Referring expression grounding data
*****

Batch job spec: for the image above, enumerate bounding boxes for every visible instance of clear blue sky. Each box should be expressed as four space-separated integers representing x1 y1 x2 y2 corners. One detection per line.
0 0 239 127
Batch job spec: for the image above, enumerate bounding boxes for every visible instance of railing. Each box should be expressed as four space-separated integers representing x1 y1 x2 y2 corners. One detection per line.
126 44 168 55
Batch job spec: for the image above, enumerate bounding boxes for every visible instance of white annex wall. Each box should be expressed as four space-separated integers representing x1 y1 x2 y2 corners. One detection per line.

*****

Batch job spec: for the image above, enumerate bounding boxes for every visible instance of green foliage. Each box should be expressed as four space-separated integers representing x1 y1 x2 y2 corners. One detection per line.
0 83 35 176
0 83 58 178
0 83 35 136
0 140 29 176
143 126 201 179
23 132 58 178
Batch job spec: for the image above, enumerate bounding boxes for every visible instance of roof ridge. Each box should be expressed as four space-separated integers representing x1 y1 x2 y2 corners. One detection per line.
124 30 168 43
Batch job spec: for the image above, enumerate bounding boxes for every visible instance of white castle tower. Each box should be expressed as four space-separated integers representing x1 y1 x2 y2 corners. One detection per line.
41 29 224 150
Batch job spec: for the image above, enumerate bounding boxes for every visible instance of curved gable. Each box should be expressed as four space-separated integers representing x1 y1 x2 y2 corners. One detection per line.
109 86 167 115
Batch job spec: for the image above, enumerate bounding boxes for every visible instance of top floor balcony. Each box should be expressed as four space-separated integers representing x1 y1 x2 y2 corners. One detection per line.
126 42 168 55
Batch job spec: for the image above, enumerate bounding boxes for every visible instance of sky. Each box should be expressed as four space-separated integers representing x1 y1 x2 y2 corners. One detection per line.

*****

DIRECTIONS FOR THIS TASK: Copy the records above exactly, beginning at the line that contains "instance of clear" and stopping after the line that contains "of white annex".

SOLUTION TO THE PROBLEM:
Batch job spec: for the image above, enumerate bounding boxes for every visible instance of clear blue sky. Each box should be expressed as four space-separated integers representing x1 y1 x2 y2 corners. One detection per line.
0 0 239 127
Batch job spec: for the image above, enumerate bounding boxes for every visible instance of railing. Each box should be expressed as four space-separated integers representing x1 y1 x2 y2 corners. One detection per line.
126 44 168 55
Batch job spec: for the image above, enumerate bounding boxes for every visible instance of white annex wall. Each box should be expressed as four space-separated integers representing x1 y1 x2 y2 corners. One detection per line.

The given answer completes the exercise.